*Task objective*: If a line in the records below holds the string "white", count it, and state only the final count.

Stored data entries
────────────────

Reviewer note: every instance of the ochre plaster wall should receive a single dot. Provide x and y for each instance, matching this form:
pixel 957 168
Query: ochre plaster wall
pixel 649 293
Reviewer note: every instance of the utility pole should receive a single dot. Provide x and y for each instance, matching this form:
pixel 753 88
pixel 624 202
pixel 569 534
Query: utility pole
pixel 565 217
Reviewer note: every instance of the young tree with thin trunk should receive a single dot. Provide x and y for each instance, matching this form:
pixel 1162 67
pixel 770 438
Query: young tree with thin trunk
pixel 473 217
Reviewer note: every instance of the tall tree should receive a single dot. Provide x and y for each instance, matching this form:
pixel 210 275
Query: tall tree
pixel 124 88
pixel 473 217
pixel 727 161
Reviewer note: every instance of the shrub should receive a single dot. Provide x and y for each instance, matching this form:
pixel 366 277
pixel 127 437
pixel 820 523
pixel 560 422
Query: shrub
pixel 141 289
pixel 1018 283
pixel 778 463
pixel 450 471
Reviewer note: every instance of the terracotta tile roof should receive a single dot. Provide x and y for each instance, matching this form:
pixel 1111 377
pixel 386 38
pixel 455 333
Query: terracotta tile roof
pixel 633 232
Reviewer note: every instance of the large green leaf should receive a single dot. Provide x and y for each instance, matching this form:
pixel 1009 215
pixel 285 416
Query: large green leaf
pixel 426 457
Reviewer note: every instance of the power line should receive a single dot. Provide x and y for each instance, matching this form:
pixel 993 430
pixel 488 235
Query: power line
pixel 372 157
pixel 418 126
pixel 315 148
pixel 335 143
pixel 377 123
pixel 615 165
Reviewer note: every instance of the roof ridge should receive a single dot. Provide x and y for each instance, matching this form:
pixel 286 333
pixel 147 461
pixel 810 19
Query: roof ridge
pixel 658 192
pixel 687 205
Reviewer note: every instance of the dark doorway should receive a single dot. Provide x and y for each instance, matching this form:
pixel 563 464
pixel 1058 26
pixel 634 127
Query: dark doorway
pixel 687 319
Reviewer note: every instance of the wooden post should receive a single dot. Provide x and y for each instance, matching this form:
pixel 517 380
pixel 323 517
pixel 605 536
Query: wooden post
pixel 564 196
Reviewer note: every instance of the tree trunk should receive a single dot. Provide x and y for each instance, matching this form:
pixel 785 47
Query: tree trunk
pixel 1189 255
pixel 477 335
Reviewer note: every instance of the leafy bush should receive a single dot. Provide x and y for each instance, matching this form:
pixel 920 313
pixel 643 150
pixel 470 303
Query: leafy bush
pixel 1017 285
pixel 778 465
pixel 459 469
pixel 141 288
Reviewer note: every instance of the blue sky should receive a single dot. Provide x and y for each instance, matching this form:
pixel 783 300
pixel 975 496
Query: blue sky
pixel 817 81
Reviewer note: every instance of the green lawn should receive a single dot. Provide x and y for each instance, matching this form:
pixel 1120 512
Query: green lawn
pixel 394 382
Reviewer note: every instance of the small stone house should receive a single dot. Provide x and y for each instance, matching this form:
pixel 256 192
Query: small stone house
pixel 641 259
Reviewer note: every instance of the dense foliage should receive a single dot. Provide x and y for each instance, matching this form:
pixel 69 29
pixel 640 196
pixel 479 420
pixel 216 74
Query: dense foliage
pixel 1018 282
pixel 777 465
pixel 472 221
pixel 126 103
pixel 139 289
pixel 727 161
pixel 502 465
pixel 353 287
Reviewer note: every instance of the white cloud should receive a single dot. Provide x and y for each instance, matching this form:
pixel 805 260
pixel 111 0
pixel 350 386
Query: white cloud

────────────────

*Your response*: 2